[Natural-language object grounding data]
════════════════
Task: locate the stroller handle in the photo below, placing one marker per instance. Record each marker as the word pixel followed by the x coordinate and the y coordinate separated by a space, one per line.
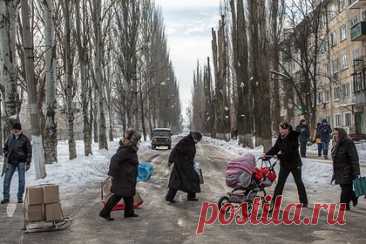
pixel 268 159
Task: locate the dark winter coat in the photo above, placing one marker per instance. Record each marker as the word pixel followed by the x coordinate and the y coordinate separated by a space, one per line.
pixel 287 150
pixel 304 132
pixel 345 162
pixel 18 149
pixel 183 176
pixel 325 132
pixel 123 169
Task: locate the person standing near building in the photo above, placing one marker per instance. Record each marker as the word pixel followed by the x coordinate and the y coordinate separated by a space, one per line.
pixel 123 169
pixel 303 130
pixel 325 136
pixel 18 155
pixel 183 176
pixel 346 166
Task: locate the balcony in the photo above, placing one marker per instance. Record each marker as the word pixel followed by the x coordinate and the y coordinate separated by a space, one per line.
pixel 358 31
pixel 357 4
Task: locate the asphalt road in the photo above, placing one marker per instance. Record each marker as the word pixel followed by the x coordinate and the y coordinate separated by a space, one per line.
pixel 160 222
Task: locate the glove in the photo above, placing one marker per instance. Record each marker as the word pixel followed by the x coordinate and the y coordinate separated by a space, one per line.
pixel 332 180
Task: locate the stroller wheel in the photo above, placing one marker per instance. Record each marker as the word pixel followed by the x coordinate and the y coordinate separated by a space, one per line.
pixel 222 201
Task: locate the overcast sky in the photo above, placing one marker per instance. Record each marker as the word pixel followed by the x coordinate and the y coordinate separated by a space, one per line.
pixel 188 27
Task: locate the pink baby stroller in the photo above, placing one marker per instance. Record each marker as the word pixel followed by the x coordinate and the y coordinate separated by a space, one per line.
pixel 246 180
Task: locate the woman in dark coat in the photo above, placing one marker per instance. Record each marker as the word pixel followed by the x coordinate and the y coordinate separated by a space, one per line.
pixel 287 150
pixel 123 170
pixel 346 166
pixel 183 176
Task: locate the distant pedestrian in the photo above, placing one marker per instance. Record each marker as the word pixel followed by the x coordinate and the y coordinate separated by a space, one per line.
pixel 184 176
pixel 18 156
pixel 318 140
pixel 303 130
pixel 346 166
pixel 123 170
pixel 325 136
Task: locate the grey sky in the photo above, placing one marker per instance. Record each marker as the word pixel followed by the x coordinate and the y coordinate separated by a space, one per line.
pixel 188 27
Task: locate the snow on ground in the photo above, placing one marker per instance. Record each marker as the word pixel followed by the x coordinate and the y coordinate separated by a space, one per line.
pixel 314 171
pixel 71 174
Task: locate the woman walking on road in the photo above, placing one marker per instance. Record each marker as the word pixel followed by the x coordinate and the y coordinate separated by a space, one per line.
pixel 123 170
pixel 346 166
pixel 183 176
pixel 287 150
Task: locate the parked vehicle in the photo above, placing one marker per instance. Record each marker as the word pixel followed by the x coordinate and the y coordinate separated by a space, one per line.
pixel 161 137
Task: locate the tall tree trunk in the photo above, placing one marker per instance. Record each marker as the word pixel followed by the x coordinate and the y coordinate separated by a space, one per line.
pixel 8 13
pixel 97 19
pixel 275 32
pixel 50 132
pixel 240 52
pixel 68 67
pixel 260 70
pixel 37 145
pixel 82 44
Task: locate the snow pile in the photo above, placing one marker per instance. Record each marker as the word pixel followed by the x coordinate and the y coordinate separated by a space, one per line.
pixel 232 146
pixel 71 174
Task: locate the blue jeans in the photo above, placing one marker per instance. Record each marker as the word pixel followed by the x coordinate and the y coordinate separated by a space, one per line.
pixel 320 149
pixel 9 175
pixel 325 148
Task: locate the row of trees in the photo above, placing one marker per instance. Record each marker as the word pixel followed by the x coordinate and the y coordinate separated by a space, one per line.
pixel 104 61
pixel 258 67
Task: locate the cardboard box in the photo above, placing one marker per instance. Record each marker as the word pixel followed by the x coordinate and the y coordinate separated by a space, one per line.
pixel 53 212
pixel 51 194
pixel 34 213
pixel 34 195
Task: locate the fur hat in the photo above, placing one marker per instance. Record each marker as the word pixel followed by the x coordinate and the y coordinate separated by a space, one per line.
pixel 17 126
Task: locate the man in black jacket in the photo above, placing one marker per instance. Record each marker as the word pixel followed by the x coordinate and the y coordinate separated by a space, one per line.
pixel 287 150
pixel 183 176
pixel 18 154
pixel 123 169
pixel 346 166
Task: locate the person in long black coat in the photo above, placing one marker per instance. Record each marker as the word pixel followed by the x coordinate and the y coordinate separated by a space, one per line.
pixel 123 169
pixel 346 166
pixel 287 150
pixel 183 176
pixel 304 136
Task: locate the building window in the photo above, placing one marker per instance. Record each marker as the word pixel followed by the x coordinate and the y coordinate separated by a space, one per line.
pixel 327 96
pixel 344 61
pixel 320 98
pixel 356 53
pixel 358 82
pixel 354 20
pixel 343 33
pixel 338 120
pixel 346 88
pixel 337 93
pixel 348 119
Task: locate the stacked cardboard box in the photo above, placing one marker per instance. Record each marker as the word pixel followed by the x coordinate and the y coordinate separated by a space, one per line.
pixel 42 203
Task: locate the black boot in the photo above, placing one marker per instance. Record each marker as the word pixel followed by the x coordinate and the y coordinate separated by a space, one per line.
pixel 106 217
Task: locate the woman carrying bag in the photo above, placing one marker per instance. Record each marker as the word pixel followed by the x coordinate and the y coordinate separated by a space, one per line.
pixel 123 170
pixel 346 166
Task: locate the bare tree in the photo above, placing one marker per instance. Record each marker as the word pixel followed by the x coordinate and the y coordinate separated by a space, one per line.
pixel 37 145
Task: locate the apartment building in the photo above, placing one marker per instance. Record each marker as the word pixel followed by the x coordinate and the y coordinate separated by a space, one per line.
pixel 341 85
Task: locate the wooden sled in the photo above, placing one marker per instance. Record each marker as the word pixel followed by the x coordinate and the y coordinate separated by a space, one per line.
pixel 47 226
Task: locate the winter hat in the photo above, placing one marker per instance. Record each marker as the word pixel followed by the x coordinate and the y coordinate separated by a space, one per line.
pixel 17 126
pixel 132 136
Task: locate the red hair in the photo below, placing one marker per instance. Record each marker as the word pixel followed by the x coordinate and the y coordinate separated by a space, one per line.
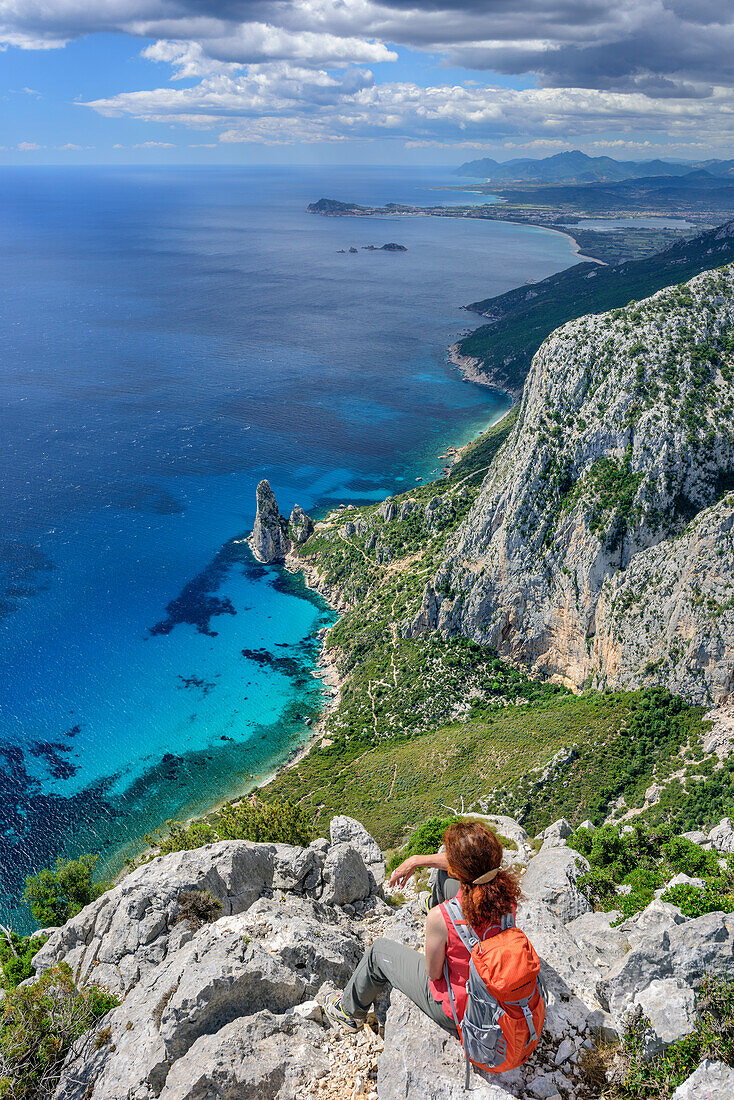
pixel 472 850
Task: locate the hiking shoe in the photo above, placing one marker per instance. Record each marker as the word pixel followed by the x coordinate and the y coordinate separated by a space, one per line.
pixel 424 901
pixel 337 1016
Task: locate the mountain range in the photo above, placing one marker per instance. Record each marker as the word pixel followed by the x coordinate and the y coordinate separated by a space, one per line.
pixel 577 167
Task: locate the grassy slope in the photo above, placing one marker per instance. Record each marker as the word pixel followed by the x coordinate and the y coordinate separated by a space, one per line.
════════════════
- Task goal:
Repeat each entry precisely as it appears. Leave the pictures out.

- Written solution:
Task: locate the stroller handle in the photo below, placing one marker per instance. Record each marker as the word pixel followed by the x coordinate and the y coordinate separated by a space, one per line.
pixel 268 159
Task: locate the dark winter coat in the photo above, placing one marker per instance. Record each marker as the word pixel followed by the x coordinate and the y coordinate separated by a space, one per line.
pixel 287 150
pixel 304 132
pixel 345 162
pixel 18 149
pixel 183 176
pixel 325 132
pixel 123 169
Task: locate the person standing near building in the photo above, placing one marker per instance. Record each marker as the word pixel followed by the x coordinate and the y coordinate separated by a space, one per line.
pixel 123 169
pixel 303 130
pixel 325 136
pixel 18 155
pixel 183 176
pixel 346 166
Task: locate the balcony in the photo above, placing one marker per instance. Record each marker as the word pixel followed by the x coordinate and the y coordinate separated by a space, one per line.
pixel 358 31
pixel 357 4
Task: locate the asphalt road in the photo above, placing one marker per instance. Record each marker as the word pixel followed by the x coordinate and the y coordinate separated by a space, one per line.
pixel 160 222
Task: locate the glove in the photo above, placing one marker per instance. Record each marker as the word pixel followed by the x coordinate and the y coordinate separated by a space, one per line.
pixel 332 180
Task: locate the stroller wheel in the photo above, placing one marker per instance. Record each marker as the word pixel followed by the x coordinate and the y coordinate separated by a space, one per line.
pixel 222 201
Task: locate the overcast sky in the photo above, placing one marker per instance. Record each marker as the word pixel followed by the x coordinate and the y coordinate separated by a space, one per line.
pixel 188 27
Task: locate the pink baby stroller in the photo above, placing one marker per instance. Record each marker as the word pixel followed by the x coordinate and the y coordinate separated by a space, one per line.
pixel 246 180
Task: locate the woman in dark coat in the photo above, placing one marker per instance. Record each marker as the word pixel followed by the x coordinate and the y coordinate separated by a space, one per line.
pixel 287 150
pixel 123 170
pixel 346 166
pixel 183 176
Task: locate the distant pedestrian in the photo above, placing one marker per instance. Record each marker as the word pixel followed by the x coordinate and the y coordinate separated by a space, one per line.
pixel 184 176
pixel 18 156
pixel 318 140
pixel 303 130
pixel 346 166
pixel 123 170
pixel 325 136
Task: locate the grey sky in the photo above, placing one marker per instance. Record each marker as the word pixel followed by the x coordinate and the y coordinate separated by a space, one per line.
pixel 188 27
Task: locate the snow on ground in the photo above, placing one marker per instance. Record each marker as the word pixel followed by the x coordinate and the y coordinate separated by a space, one per line.
pixel 314 171
pixel 71 174
Task: locate the woman walking on road in the photo above, placing one marker per instance. Record each marker as the word pixel followed by the x coordinate and the y coordinate separated by a space, one per line.
pixel 123 170
pixel 346 166
pixel 183 176
pixel 287 150
Task: locate the parked vehicle in the photo above, placing one marker per instance. Record each marker as the word pixel followed by the x coordinate and the y coordinate separated by a space, one per line.
pixel 161 137
Task: locate the tall tree trunk in the photo above, placing one marker per instance. Record each marker as the word pixel followed by the x coordinate and the y coordinate separated by a space, one per line.
pixel 8 13
pixel 97 19
pixel 275 32
pixel 50 132
pixel 240 52
pixel 68 67
pixel 260 70
pixel 37 145
pixel 82 44
Task: locate the snow pile in the photo above, placing one marker per instance. Record each marker as the word pixel followed by the x coordinate and the y coordinate separated by a space, one per line.
pixel 232 146
pixel 71 174
Task: locate the blue jeans in the photo above, placing one marker per instance. Record each marker as the word pixel followed by the x coordinate and the y coordinate separated by a space, one per line.
pixel 320 149
pixel 9 175
pixel 325 148
Task: locate the row of trees in the photo above, placing one marker per instance. Record each marker as the word pixel followed by the x coordinate and the y coordinate separated by a space, one per line.
pixel 104 61
pixel 258 67
Task: locate the cardboard box in the photo above, placing one marker per instance. Record each marker as the word pixel followed by the x coordinate and the y coordinate separated by a space, one per line.
pixel 53 212
pixel 51 194
pixel 34 213
pixel 34 195
Task: locate the fur hat in the photo above, placing one marker per instance. Record each marker as the word pixel followed by the x coordinate and the y coordinate separated by a space, one per line.
pixel 17 126
Task: locate the man in black jacket in the photo above, placing one marker per instance. Record each marker as the word pixel followed by the x coordinate and the y coordinate separated by a space, one per line.
pixel 287 150
pixel 183 176
pixel 18 154
pixel 123 169
pixel 346 166
Task: locate the person in long black coat in the photo above, placing one marker per instance. Record each marker as the word pixel followed by the x coordinate and the y coordinate separated by a space, one per line.
pixel 123 169
pixel 346 166
pixel 287 150
pixel 183 176
pixel 304 136
Task: locate the building window in the photo above, placing one marker per instance. Record each marker as the word pixel followed by the x coordinate and the y coordinate separated by a space, one per line.
pixel 327 96
pixel 344 61
pixel 320 98
pixel 356 53
pixel 358 82
pixel 354 20
pixel 343 33
pixel 338 120
pixel 346 88
pixel 337 93
pixel 348 119
Task: locate the stacked cardboard box in the photo above, placing one marker per instance. Record each marker as the word pixel followed by the x coordinate and the y coordinate separated by a space, one per line.
pixel 42 203
Task: locate the black boot in the photo above, placing one marker per instance. Record each marker as the word pixel followed by the x coordinate and the y coordinate separated by a space, one per line.
pixel 106 217
Task: locate the woman carrying bag in the photo above, placing one marker per instance. Record each marker as the word pixel followed by the x coordinate and the y coordinate separated by a space, one per line.
pixel 123 170
pixel 346 166
Task: locate the bare tree in the photo above, placing one marker per instance. Record each marker as the word pixel followed by the x coordinate and the y coordinate separated by a space, one per line.
pixel 37 145
Task: locate the apartment building in the photo above, placing one marker per instance. Record each marker as the word pixel followed by the x coordinate and the y coordinate separated by a space, one per line.
pixel 341 85
Task: locate the wooden sled in the photo above, placing one marker per instance. Record each marker as the word pixel followed by the x coordinate and the y coordinate separated by a space, one per line.
pixel 47 226
Task: locate the winter hat in the photo above, placing one marker per instance. Record each marker as the word pixel followed by the x coordinate and the y coordinate separated by a space, one per line.
pixel 17 126
pixel 132 136
Task: locate the red hair in the photo below, placing one marker per instance. Record each marker as the word pixel followed by the x coordinate and the y coordinate separated by a space, one per line.
pixel 472 850
Task: locate the hiking shoe in the photo above, placing one marker per instance. Record each marker as the word pixel followed by the x coordinate and the y coordinate separated by a space, one per line.
pixel 424 901
pixel 337 1016
Task: locate the mountain range in the photo above, placing one marker per instance. Record each marker as the word pixel followed by the x coordinate and the y coordinate separated by a space, one per line.
pixel 577 167
Task: locate the grassy slope in the photo above, placing one marker per instance. Record each marker as the word pixel followed by the x coordinate and the y coordinate separated by a space, one per line.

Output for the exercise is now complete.